▶ [Exercices]:
1 - Répondez à ces questions sur l'article :
(a) À quelle date le roman de Megan Gail Coles est-il sorti en anglais ?
(b) D'où vient actuellement la relève de la littérature canadienne-anglaise traduite en français ?
(c) Comment l'article traduit-il le titre du roman ?
2 - Reproduisez le passage de l'article qui va de "LE ROMAN DE MEGAN GAIL COLES SMALL" jusqu'à "NOTRE SOCIÉTÉ. ." inclus.

▶ [Texte cité]:

Le Gaboteur Magazine

Le monstre blessé de Megan Gail Coles

LA RELÈVE DE LA LITTÉRATUR­E CANADIENNE-ANGLAISE TRADUITE EN FRANÇAIS S’ÉCRIT ACTUELLEME­NT À TERRE-NEUVE, PAR DES FEMMES. PLACE AUX VOIX NOUVELLES DE MEGAN GAIL COLES ET DE SARA TILLEY.

- Textes d’Étienne Vuillaume

LE ROMAN DE MEGAN GAIL COLES SMALL GAME HUNTING AT THE LOCAL COWARD GUN CLUB, LANCÉ EN ANGLAIS LE 7 FÉVRIER DERNIER, EST EN VOIE DE TRADUCTION EN FRANÇAIS, AU QUÉBEC ET EN FRANCE. CE LIVRE RÉDUIT EN MIETTES NOS POSTURES SUR NOTRE SOCIÉTÉ. .

Ne vous fiez pas aux yeux de chatte de l’auteure, ni aux yeux de biche sur la couverture du livre... Le roman de Megan Gail Coles, Small Game Hunting at the Local Coward Gun Club (notre traduction : Chasse au petit gibier au club local des lâches tireurs), est un monstre blessé. Et à ce titre il se déchaîne, fracasse, déchire, détruit, réduit en miettes nos postures sociales, ne laissant derrière lui qu’un immense abatis.

▶ [Items]:

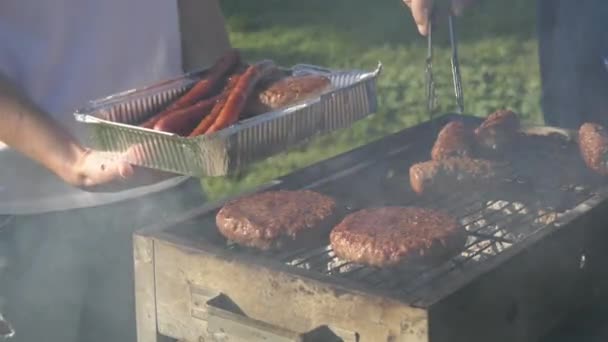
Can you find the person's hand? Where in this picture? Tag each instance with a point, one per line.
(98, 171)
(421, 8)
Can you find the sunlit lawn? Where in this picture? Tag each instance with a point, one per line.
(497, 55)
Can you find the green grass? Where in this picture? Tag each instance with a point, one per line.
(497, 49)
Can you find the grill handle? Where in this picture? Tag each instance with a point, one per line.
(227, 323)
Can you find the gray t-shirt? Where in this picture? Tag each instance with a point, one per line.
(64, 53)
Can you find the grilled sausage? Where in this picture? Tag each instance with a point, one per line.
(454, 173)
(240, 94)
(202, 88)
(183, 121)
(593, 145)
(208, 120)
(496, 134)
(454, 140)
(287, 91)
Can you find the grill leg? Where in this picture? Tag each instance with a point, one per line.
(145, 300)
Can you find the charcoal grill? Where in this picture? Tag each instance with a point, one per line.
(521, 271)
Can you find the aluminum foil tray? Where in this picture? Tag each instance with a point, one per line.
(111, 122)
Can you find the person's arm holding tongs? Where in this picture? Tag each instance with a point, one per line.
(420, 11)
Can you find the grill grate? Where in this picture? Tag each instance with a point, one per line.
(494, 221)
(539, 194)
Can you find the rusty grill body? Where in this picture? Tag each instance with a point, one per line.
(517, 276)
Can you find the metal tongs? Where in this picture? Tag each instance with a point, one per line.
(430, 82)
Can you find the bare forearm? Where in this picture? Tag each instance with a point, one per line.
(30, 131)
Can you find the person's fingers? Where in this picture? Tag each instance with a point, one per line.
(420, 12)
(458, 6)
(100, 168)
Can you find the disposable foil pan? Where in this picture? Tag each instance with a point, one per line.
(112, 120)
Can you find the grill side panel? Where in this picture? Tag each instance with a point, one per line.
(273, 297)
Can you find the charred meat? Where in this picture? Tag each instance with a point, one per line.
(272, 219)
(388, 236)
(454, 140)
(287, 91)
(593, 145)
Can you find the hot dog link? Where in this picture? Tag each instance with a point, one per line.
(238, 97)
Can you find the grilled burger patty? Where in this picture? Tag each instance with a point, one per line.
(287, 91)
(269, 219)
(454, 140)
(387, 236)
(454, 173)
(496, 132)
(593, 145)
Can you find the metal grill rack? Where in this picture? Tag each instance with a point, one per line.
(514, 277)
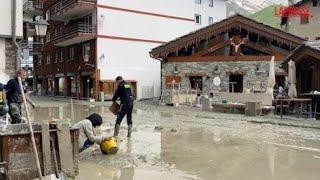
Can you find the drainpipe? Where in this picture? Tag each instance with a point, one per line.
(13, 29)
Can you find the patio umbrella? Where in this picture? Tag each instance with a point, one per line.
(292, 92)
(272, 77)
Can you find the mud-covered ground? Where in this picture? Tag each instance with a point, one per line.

==

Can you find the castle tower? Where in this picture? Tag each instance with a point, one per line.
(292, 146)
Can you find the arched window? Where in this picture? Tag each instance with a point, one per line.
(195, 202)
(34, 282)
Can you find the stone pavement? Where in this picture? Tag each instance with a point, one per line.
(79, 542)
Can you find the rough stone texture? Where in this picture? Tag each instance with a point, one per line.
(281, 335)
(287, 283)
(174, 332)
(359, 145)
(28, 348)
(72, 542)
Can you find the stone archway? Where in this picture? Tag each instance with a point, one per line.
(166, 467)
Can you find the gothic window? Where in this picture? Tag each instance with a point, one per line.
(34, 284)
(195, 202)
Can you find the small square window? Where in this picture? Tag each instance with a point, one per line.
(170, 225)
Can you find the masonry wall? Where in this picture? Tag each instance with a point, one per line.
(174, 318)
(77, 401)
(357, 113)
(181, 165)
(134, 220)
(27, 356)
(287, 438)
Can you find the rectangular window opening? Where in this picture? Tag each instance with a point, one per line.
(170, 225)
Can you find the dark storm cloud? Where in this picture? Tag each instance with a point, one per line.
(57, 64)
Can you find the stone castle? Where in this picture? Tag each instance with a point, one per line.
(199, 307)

▶ [Réponses]:
1 -
(a) Le 7 février dernier.
(b) De Terre-Neuve, où elle est écrite par des femmes.
(c) Chasse au petit gibier au club local des lâches tireurs.

2 -
LE ROMAN DE MEGAN GAIL COLES SMALL GAME HUNTING AT THE LOCAL COWARD GUN CLUB, LANCÉ EN ANGLAIS LE 7 FÉVRIER DERNIER, EST EN VOIE DE TRADUCTION EN FRANÇAIS, AU QUÉBEC ET EN FRANCE. CE LIVRE RÉDUIT EN MIETTES NOS POSTURES SUR NOTRE SOCIÉTÉ. .